_Task prompt_: Nothing but the lines from the one with "the wooden cabinet" to the final line should be returned, each exactly as it appears.

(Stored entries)
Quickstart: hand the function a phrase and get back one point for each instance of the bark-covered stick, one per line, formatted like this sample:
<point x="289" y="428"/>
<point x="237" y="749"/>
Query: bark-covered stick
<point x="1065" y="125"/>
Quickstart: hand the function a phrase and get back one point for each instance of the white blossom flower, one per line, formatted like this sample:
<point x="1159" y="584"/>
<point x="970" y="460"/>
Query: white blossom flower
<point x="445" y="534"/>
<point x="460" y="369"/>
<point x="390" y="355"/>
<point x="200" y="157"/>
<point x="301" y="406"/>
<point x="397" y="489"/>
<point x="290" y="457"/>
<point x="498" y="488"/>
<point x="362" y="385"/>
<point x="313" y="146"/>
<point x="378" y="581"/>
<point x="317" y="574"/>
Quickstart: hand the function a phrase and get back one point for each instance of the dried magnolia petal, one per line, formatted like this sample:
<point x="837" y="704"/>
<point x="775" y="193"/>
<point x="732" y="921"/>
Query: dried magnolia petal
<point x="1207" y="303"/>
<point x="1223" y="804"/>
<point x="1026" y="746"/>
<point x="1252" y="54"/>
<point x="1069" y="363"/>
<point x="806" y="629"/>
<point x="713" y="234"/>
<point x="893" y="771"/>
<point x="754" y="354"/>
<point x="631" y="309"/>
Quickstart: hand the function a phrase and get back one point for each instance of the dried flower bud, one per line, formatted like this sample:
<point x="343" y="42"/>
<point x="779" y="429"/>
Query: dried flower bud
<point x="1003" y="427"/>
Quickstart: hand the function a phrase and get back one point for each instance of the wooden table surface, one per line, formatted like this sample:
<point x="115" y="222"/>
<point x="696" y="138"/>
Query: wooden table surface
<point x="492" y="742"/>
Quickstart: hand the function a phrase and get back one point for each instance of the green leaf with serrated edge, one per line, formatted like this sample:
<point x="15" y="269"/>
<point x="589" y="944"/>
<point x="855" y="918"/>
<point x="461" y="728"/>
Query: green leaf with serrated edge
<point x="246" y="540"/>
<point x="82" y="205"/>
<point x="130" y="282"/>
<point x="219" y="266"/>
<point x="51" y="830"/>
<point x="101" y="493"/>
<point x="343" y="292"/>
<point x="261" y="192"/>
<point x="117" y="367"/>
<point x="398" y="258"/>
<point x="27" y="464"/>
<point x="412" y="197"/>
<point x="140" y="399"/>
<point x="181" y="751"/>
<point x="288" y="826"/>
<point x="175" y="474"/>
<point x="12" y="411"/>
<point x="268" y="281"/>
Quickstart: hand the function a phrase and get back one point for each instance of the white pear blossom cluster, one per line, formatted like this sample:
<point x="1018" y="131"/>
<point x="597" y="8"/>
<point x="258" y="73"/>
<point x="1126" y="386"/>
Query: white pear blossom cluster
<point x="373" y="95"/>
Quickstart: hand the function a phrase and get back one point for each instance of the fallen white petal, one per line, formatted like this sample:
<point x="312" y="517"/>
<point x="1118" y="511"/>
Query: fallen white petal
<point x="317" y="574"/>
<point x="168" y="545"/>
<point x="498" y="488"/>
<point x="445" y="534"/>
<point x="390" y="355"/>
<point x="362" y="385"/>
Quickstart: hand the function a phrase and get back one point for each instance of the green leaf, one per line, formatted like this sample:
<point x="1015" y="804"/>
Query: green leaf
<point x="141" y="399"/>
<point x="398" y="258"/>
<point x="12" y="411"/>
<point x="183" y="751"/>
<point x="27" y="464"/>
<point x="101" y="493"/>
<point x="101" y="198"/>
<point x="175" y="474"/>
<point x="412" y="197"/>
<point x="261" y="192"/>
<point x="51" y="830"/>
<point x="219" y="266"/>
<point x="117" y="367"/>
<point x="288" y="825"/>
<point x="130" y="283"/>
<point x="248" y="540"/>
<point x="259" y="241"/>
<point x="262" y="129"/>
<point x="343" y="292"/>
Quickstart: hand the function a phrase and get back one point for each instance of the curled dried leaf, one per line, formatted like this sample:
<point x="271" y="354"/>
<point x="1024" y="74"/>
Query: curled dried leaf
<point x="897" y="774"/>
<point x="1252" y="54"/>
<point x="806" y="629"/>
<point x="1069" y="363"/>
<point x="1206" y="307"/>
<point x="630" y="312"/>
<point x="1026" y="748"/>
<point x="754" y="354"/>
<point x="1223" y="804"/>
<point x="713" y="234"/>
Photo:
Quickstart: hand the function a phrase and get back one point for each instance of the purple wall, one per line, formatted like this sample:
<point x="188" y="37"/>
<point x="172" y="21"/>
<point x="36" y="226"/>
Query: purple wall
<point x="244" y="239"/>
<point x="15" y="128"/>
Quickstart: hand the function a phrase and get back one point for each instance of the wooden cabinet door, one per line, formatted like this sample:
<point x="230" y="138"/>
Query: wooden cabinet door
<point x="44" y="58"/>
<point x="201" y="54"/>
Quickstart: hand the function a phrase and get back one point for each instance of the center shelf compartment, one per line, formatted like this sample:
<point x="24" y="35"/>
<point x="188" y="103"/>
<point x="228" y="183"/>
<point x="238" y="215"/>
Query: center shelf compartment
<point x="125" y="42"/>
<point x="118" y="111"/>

_Completed exercise_:
Quickstart: hand the function a phrase and get back one point for each instance of the wooden cabinet door, one per line, formatted like this sample:
<point x="230" y="138"/>
Query: wooden cabinet door
<point x="44" y="58"/>
<point x="201" y="54"/>
Quickstart: hand the function a phrase and get back one point for each instance of the center shelf compartment, one per line, formatted like this sample:
<point x="24" y="35"/>
<point x="188" y="103"/>
<point x="228" y="183"/>
<point x="238" y="215"/>
Query: center shelf compartment
<point x="125" y="42"/>
<point x="118" y="111"/>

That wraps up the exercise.